■ **提示本文**:
2004年12月号(第50巻12号)

どこに向かう獣医学教育

東京大学大学院 農学生命科学研究科 教授
小野 憲一郎

先日、あるOBの先生とお会いした。「興味ある人や飼い主さん以外の人で、東大に獣医学科のあることを知っている人は少ないネーー、何でもいいからもっと宣伝しなくちゃ」とお叱りを頂いた。巷では今、BSE、鶏インフルエンザ、口蹄疫、SARSと獣医学が密接にかかわっている様々な病気が問題となり、また話題にもなっている。実際、多くの獣医学者・獣医師がこれらの病気の診断・予防・防疫など様々な面で活躍している。このような状況であっても、獣医学あるいは獣医師の果たしている役割があまり知られていないことは、獣医学教育に携わる者の一人として、はなはだ悲しい現実と言わざるを得ない。全国の大学の獣医学部(学科)を受験する学生数は増加し、その偏差値も高く、いわゆる狭き門となってはいるものの、獣医学に対する社会的な認知は、いまだそう大きなものには成っていないのであろうか。その一方で、獣医診療では診療分野の細分化や専門獣医師養成に対する社会的な要求が著しく増加している。家族の一員としての動物を、より高度な、より最新の診療を受けさせたいと願う飼い主の要求に応えることも獣医学にとって必要なことである。幅広く深い知識や技術を得た学生(獣医師)を社会に送り出すことが獣医学教育の使命であろう。しかしながら、現状ではそのような獣医学教育を実践することは不可能と言わざるを得ない。獣医学教育に携わる最低教員数を決定した大学設置基準では理学、農学、薬学関係よりは多いものの、医学教育の1/4の定員しか定めていない。必要にせまられて今、全国の獣医学部(学科)は大学内での教員の再配分あるいは大学再編により教員数の増加を計ろうとしている。教員増が果たせなかった場合、獣医学教育あるいは獣医療はどのような方向に進むのか、その将来像を描くことははなはだ難しい。

■ **提供データ**:
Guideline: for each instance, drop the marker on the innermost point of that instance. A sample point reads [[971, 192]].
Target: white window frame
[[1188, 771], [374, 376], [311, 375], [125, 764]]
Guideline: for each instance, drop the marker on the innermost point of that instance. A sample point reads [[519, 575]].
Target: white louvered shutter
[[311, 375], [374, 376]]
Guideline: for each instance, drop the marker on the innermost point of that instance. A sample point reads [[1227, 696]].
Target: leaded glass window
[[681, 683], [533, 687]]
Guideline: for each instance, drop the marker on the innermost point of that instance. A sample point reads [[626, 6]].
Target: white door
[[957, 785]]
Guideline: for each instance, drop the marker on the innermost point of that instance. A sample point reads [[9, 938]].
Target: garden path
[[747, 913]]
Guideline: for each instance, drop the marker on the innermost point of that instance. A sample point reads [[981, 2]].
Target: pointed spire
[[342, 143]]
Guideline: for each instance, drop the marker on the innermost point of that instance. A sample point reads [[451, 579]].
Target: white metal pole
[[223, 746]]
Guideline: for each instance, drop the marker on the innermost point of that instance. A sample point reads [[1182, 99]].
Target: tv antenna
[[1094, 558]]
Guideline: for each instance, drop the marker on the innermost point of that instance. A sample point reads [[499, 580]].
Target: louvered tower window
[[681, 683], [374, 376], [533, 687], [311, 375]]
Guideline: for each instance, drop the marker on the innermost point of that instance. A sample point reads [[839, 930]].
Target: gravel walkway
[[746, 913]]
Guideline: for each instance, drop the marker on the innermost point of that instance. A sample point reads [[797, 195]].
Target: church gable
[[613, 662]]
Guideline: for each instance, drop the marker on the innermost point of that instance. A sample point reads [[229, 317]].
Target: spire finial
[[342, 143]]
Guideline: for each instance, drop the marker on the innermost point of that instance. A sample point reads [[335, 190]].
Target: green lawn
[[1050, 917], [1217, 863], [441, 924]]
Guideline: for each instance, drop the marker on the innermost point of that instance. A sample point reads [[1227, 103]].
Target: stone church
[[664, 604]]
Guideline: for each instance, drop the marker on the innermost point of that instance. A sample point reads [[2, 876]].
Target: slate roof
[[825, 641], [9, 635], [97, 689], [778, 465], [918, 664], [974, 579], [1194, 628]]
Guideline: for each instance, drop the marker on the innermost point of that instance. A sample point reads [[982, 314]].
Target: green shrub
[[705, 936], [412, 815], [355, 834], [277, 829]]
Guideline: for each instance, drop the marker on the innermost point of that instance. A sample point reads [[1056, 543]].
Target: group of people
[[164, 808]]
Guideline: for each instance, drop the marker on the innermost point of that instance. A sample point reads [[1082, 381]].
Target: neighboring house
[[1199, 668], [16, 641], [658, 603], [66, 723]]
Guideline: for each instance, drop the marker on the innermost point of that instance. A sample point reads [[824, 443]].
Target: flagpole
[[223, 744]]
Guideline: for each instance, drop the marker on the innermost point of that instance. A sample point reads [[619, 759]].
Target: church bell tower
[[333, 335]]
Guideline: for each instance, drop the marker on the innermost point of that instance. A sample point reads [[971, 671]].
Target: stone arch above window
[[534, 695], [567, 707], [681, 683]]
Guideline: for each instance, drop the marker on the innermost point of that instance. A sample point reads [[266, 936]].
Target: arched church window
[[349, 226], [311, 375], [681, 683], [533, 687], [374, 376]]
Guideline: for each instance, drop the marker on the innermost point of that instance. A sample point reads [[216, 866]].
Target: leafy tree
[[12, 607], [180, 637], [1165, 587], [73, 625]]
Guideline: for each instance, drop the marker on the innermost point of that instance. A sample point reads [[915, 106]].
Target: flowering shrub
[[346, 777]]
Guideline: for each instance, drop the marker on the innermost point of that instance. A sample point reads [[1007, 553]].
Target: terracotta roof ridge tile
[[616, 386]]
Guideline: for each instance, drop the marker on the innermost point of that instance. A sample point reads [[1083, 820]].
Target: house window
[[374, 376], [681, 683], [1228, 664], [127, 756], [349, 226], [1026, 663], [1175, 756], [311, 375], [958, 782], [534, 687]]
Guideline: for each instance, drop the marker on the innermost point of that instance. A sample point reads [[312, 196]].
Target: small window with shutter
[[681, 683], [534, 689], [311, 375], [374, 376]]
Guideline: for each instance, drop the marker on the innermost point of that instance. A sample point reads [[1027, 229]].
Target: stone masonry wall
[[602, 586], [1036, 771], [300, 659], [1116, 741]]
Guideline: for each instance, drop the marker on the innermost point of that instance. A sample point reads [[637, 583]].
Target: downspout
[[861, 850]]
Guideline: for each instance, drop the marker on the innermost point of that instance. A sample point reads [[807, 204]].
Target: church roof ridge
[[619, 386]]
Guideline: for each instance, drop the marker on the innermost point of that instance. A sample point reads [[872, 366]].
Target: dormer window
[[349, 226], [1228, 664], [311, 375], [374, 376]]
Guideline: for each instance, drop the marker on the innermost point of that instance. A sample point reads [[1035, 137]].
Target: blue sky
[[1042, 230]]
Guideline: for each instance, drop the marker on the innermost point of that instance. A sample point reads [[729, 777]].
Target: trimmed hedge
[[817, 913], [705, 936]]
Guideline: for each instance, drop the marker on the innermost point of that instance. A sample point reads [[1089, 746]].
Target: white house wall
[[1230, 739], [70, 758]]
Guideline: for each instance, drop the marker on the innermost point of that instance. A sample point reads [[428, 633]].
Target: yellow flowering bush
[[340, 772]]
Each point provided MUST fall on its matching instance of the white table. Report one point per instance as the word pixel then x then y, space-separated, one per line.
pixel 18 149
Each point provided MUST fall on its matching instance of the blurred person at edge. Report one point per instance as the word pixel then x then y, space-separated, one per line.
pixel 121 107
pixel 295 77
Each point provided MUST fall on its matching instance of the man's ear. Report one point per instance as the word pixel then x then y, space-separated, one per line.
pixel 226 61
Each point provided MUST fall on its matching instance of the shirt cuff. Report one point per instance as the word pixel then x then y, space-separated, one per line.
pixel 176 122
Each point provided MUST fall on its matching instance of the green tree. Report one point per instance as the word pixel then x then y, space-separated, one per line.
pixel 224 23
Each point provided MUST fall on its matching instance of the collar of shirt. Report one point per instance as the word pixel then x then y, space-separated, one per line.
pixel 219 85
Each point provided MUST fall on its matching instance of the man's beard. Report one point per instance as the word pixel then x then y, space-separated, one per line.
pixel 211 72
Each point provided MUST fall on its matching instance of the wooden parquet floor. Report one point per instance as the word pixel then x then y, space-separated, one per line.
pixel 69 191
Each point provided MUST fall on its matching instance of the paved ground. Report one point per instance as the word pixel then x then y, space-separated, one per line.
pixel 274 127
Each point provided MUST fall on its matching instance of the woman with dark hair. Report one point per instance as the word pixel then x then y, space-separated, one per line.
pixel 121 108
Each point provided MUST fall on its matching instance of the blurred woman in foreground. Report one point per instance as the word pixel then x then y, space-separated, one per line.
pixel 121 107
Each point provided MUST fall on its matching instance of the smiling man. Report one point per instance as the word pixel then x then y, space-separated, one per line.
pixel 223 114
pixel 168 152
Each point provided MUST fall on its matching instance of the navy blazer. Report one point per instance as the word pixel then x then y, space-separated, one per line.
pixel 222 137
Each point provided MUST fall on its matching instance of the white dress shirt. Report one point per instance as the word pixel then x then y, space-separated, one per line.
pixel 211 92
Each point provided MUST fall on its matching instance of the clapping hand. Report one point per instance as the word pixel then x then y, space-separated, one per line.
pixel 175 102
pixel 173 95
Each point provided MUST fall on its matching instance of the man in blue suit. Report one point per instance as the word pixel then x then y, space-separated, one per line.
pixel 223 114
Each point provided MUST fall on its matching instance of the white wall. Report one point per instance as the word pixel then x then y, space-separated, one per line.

■ **設問**:
A: 本文によると、大学設置基準が定める獣医学教育の最低教員数は、医学教育と比べてどの程度か。
B: 本文から「東京大学大学院 農学生命科学研究科 教授」で始まり「を描くことははなはだ難しい。」で終わる部分までを、一字も変えずに引用せよ。

■ **解答**:
A: 医学教育の1/4の定員しか定めていない。

B:
東京大学大学院 農学生命科学研究科 教授
小野 憲一郎

先日、あるOBの先生とお会いした。「興味ある人や飼い主さん以外の人で、東大に獣医学科のあることを知っている人は少ないネーー、何でもいいからもっと宣伝しなくちゃ」とお叱りを頂いた。巷では今、BSE、鶏インフルエンザ、口蹄疫、SARSと獣医学が密接にかかわっている様々な病気が問題となり、また話題にもなっている。実際、多くの獣医学者・獣医師がこれらの病気の診断・予防・防疫など様々な面で活躍している。このような状況であっても、獣医学あるいは獣医師の果たしている役割があまり知られていないことは、獣医学教育に携わる者の一人として、はなはだ悲しい現実と言わざるを得ない。全国の大学の獣医学部(学科)を受験する学生数は増加し、その偏差値も高く、いわゆる狭き門となってはいるものの、獣医学に対する社会的な認知は、いまだそう大きなものには成っていないのであろうか。その一方で、獣医診療では診療分野の細分化や専門獣医師養成に対する社会的な要求が著しく増加している。家族の一員としての動物を、より高度な、より最新の診療を受けさせたいと願う飼い主の要求に応えることも獣医学にとって必要なことである。幅広く深い知識や技術を得た学生(獣医師)を社会に送り出すことが獣医学教育の使命であろう。しかしながら、現状ではそのような獣医学教育を実践することは不可能と言わざるを得ない。獣医学教育に携わる最低教員数を決定した大学設置基準では理学、農学、薬学関係よりは多いものの、医学教育の1/4の定員しか定めていない。必要にせまられて今、全国の獣医学部(学科)は大学内での教員の再配分あるいは大学再編により教員数の増加を計ろうとしている。教員増が果たせなかった場合、獣医学教育あるいは獣医療はどのような方向に進むのか、その将来像を描くことははなはだ難しい。